:: Excerpt ::
★ ★ ★

Factual Background and Procedural History

Plaintiff John Tyler Routten and defendant Kelly Georgene Routten were married on 23 March 2002 and became separated on 26 July 2014. This appeal focuses on the custodial arrangement for the two children who were born to the parties during the marriage: a daughter who was born on 2 June 2004 and a son who was born on 17 July 2012.

On 4 August 2014, plaintiff-father filed a complaint against defendant-mother for child custody and equitable distribution, along with a motion for defendant to submit to psychiatric evaluation and psychological testing. The parties entered into a consent order on 13 August 2014, in which they agreed to a temporary child custody schedule. After defendant filed her answer to plaintiff's complaint on 6 October 2014, asserting several counterclaims, the parties engaged in mediation.

★ ★ ★

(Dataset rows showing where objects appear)
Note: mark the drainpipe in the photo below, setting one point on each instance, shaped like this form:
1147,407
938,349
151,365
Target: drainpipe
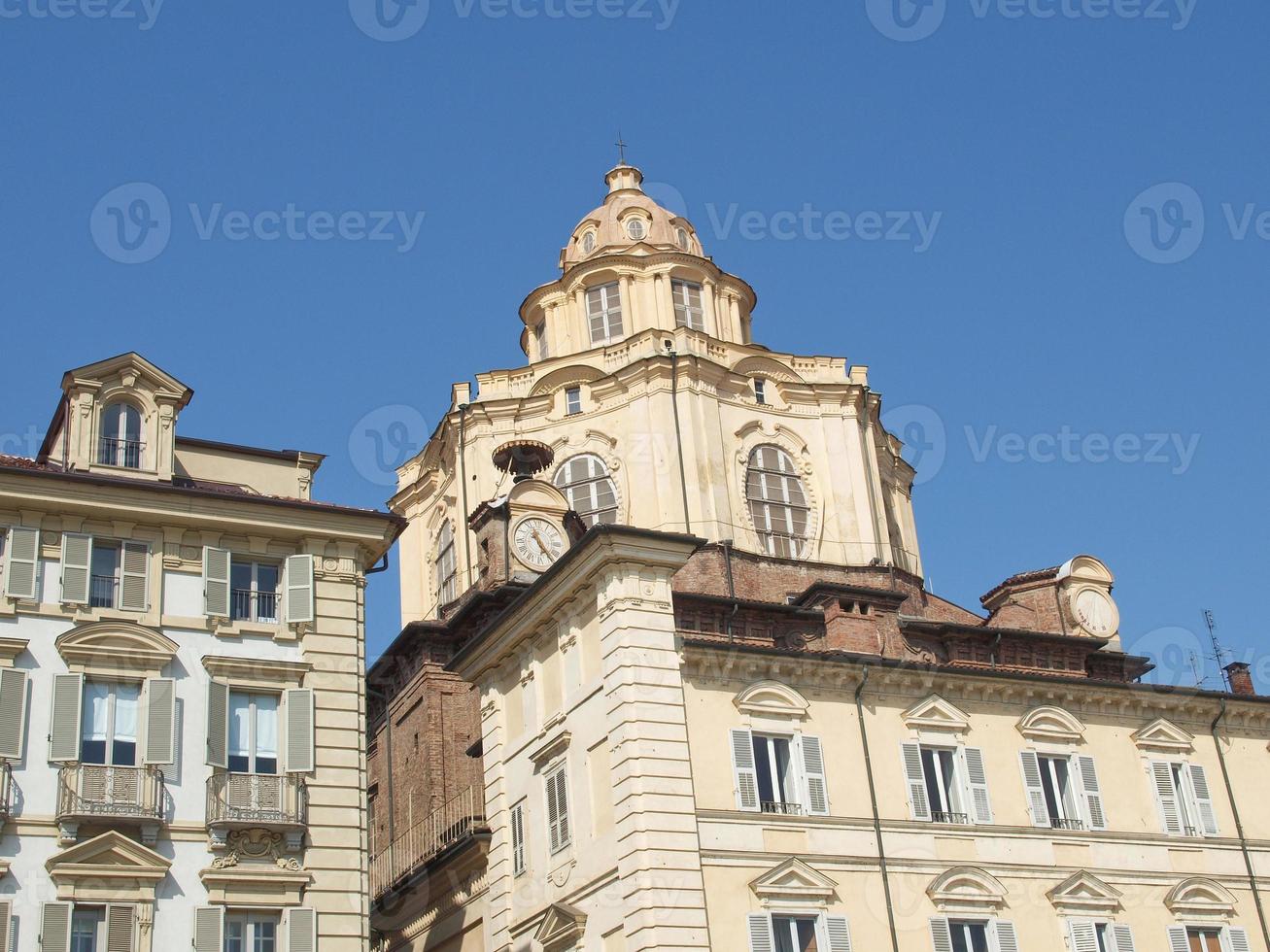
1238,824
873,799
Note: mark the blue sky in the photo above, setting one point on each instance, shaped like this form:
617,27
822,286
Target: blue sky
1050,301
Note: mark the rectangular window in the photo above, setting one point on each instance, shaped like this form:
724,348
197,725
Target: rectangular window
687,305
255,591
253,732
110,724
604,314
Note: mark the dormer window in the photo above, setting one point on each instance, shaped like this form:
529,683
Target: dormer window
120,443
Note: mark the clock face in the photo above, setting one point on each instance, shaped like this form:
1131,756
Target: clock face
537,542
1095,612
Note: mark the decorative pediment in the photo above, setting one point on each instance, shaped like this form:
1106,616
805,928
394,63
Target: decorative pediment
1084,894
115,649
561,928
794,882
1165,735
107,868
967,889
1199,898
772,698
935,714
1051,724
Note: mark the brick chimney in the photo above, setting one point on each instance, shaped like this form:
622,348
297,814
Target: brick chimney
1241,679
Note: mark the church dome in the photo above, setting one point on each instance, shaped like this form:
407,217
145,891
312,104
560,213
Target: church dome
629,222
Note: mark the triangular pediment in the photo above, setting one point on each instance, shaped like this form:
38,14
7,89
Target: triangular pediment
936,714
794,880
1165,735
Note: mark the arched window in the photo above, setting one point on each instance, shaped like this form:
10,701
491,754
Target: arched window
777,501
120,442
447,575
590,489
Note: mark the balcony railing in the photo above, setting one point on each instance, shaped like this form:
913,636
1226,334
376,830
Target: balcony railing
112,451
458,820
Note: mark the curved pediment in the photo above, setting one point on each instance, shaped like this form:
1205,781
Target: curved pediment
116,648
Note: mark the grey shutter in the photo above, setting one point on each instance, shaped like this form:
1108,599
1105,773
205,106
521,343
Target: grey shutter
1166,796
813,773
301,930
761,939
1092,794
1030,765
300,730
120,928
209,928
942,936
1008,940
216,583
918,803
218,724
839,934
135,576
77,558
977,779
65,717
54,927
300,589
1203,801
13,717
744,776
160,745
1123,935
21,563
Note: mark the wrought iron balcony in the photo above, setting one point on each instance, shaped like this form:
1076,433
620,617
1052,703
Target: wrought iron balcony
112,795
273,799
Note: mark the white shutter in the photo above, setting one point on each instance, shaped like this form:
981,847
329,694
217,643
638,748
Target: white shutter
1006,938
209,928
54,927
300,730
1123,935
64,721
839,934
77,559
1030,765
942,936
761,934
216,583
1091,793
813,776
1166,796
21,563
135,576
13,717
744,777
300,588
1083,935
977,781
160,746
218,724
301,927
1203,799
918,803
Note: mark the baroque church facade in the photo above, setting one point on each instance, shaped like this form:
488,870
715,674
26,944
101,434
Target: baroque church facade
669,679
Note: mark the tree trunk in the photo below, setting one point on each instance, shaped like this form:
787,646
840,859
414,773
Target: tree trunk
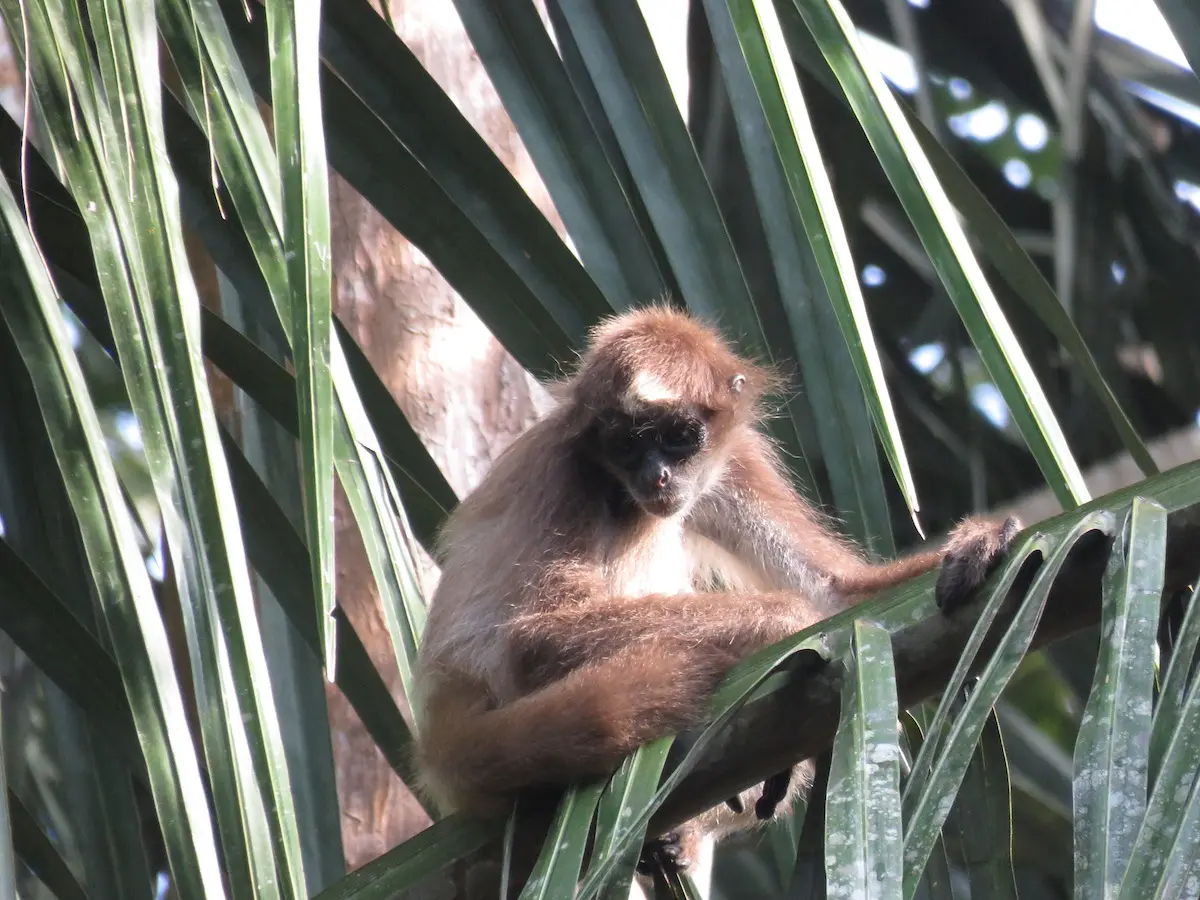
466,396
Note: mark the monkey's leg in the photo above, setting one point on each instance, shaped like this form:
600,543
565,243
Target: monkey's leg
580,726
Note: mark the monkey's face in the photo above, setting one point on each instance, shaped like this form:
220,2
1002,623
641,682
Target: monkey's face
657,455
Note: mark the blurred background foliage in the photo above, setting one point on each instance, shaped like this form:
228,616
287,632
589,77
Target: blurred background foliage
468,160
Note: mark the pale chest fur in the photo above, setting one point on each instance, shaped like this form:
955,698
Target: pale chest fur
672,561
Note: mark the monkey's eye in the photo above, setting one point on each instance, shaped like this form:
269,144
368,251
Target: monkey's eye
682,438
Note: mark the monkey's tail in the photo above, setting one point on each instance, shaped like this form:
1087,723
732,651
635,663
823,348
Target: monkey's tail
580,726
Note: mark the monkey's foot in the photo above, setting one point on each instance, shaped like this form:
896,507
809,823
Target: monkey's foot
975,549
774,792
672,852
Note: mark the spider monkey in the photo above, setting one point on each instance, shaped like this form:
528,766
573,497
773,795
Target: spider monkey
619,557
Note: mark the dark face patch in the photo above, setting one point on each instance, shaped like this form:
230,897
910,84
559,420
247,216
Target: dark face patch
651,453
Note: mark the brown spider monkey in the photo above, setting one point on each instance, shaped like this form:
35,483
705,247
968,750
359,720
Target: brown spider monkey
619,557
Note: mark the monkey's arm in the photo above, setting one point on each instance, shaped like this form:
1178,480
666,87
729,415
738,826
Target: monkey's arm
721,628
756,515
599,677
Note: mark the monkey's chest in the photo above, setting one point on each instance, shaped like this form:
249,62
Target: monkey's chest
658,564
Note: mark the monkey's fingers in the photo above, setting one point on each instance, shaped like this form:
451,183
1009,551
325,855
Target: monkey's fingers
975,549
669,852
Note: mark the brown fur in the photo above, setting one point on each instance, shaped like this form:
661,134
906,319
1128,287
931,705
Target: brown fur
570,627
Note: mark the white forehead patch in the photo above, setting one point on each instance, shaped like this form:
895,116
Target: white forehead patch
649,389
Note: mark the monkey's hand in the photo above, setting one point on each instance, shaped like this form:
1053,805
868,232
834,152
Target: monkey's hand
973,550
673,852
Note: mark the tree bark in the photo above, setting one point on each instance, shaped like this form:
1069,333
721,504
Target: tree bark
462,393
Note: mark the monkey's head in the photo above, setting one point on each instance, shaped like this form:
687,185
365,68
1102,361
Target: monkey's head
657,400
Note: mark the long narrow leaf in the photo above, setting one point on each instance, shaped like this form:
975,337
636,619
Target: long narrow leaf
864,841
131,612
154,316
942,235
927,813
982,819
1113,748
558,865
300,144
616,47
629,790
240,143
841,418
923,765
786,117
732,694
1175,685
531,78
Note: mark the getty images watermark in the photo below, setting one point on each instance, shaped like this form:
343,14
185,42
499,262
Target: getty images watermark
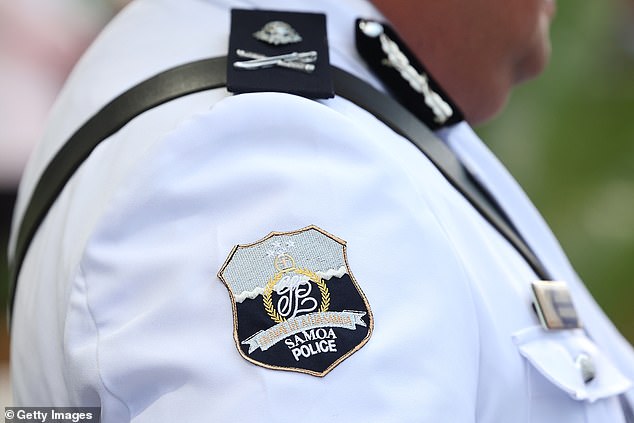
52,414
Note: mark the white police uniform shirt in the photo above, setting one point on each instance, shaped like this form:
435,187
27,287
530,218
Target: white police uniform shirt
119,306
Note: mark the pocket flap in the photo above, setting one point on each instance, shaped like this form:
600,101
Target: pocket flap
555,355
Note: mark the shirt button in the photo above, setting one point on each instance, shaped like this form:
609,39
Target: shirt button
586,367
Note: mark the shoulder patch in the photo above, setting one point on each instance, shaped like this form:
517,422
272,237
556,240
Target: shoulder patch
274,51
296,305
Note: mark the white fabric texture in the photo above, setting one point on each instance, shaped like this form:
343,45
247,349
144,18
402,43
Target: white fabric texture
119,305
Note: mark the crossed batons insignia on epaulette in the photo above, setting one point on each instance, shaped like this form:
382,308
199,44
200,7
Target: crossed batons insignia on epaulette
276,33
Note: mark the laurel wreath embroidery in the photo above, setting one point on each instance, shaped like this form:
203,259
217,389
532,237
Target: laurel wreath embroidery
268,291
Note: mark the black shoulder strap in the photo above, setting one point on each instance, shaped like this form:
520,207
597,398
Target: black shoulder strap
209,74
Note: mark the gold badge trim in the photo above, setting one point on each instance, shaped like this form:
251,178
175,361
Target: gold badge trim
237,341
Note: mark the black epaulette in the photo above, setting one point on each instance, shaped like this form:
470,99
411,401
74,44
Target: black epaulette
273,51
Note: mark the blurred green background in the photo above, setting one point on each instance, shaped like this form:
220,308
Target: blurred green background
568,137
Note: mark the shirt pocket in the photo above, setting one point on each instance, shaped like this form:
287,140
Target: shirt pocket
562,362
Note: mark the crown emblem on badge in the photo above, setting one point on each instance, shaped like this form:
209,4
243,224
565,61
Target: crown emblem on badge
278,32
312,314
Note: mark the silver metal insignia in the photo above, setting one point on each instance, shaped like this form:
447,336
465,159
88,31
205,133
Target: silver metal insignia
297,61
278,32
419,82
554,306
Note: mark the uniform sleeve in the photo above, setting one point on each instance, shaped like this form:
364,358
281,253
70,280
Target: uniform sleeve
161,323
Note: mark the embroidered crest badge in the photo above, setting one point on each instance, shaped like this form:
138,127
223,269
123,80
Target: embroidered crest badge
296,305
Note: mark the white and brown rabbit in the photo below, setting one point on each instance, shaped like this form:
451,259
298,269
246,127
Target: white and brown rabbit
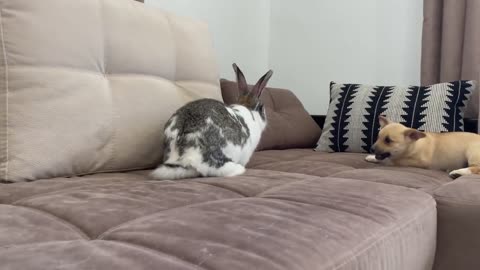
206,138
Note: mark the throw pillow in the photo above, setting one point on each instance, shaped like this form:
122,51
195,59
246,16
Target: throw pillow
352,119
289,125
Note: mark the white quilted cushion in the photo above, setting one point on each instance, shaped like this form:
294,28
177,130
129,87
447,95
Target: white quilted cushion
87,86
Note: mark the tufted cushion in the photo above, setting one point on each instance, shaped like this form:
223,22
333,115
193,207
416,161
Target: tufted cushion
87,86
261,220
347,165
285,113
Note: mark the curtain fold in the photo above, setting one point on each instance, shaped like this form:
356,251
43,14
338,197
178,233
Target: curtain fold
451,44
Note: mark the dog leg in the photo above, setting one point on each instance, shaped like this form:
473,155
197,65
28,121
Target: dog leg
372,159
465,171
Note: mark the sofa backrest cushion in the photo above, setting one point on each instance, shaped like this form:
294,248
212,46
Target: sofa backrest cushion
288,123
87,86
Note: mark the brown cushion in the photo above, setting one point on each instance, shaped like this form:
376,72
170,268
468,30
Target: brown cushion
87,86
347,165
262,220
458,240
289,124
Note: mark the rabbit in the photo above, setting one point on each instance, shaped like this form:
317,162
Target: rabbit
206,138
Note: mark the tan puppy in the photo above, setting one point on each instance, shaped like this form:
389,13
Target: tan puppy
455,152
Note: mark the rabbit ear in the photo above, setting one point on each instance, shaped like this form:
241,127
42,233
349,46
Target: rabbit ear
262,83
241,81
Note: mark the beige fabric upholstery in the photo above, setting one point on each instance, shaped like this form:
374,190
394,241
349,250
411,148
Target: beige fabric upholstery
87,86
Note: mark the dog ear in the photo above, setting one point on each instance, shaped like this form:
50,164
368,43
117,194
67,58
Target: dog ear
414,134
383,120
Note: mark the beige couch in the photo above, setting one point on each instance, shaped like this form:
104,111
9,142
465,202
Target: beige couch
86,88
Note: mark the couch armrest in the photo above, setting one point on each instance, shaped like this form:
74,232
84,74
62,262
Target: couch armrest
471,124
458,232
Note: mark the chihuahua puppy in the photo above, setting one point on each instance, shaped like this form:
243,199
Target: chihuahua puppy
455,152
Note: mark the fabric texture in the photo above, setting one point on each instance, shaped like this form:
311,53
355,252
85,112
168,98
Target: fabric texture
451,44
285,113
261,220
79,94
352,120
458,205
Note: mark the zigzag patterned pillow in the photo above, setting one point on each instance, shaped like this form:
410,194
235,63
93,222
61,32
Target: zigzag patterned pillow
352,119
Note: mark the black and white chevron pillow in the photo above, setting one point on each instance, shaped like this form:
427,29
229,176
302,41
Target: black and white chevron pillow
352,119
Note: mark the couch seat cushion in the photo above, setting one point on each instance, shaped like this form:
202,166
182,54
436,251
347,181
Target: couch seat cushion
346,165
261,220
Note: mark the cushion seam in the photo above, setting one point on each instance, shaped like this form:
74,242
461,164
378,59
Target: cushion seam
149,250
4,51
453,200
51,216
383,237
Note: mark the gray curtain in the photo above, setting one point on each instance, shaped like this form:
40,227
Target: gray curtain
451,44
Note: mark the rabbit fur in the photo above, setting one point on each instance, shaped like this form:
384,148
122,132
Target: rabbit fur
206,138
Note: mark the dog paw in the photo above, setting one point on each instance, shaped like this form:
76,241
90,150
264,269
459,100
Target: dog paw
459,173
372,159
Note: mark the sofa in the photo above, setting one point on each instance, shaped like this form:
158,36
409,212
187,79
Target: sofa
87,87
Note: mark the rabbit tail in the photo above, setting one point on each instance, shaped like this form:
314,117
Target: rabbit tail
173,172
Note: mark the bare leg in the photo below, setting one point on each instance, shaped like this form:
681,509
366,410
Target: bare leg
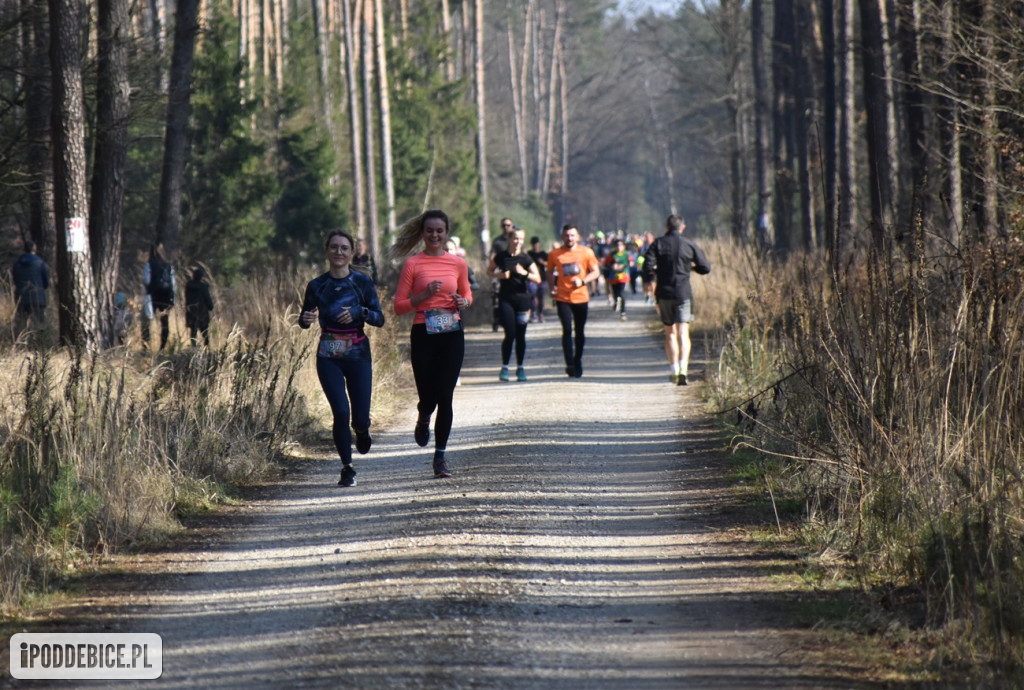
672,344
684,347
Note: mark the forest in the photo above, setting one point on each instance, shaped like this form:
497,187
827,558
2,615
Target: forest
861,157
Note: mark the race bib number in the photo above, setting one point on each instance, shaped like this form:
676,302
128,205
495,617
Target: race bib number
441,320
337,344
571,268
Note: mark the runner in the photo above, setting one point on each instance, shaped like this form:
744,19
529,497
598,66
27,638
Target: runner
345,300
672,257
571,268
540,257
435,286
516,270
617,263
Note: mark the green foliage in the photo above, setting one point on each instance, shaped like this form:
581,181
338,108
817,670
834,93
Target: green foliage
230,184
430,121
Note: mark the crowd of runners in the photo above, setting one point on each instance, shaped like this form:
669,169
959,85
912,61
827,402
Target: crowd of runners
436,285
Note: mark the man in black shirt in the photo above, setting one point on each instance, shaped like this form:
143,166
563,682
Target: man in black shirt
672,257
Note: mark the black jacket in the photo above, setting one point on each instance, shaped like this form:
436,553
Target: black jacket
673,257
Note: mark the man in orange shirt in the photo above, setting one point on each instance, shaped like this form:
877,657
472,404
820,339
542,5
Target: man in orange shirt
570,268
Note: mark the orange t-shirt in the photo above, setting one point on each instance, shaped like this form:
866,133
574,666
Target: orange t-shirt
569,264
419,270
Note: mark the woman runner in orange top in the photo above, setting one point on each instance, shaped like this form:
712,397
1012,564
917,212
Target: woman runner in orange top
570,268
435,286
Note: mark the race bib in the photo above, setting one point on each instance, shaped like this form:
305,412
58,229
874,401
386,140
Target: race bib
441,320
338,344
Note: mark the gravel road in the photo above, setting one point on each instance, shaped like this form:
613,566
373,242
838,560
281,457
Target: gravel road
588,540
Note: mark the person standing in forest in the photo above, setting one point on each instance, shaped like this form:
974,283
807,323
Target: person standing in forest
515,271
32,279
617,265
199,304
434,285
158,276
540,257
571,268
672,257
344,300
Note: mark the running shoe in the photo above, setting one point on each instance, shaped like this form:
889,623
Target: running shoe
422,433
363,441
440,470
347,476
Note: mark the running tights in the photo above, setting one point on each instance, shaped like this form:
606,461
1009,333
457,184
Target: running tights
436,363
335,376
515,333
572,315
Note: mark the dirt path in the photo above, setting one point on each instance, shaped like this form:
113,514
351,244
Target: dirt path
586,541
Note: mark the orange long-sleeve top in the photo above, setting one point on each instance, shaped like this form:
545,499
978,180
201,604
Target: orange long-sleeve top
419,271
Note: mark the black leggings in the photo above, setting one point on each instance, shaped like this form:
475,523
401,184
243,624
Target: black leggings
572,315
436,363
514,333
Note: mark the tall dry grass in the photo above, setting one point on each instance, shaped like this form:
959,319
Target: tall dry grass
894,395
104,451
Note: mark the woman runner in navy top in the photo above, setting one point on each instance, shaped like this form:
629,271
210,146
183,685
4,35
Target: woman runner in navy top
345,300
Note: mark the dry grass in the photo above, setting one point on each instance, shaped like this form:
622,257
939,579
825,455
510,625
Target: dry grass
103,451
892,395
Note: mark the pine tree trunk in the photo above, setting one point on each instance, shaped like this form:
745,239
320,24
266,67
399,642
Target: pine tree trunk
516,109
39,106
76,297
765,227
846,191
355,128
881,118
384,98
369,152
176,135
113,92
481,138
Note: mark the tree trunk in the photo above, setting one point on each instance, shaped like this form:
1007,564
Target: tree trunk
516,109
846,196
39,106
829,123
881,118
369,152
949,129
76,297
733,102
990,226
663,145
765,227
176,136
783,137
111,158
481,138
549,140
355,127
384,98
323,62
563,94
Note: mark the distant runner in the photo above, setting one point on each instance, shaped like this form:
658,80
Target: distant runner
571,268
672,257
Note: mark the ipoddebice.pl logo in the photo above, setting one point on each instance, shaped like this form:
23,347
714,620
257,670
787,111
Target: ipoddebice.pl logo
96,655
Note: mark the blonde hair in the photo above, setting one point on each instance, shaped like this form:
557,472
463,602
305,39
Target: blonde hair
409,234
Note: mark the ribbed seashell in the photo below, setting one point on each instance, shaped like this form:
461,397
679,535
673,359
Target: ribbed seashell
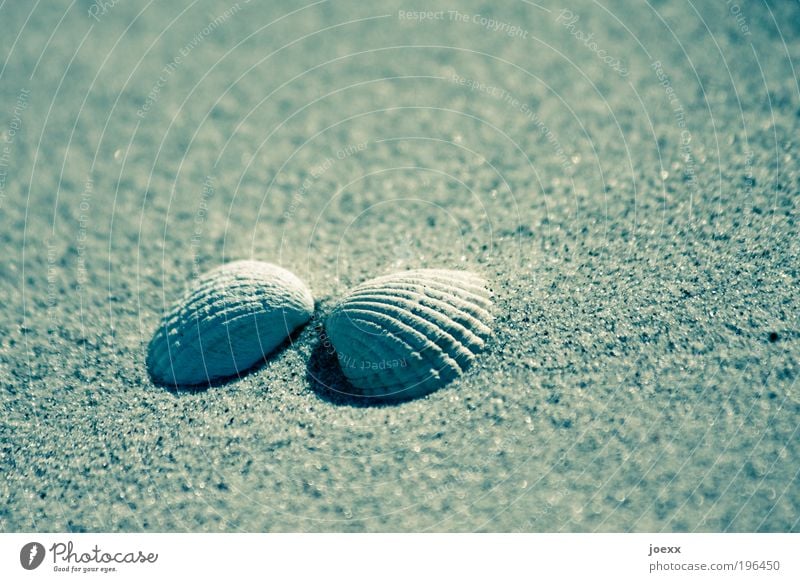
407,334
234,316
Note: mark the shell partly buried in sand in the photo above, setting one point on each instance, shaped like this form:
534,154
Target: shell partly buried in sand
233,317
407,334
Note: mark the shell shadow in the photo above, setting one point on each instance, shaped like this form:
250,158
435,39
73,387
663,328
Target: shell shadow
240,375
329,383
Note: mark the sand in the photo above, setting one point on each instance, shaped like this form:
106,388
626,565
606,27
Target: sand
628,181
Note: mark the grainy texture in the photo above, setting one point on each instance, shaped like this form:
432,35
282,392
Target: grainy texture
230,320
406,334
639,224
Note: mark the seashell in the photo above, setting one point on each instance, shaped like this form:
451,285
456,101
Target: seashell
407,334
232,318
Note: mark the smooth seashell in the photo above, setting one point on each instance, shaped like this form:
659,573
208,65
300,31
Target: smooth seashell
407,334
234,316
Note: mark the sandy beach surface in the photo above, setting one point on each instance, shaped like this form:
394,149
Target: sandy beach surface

★ ★ ★

:: List of tasks ::
a – List every calendar date that appears in the custody excerpt, in the order they occur.
b – Tally the lines in the entries that contain the word "puppy", and give only the number.

:: Results ::
a –
23 March 2002
26 July 2014
2 June 2004
17 July 2012
4 August 2014
13 August 2014
6 October 2014

b – 4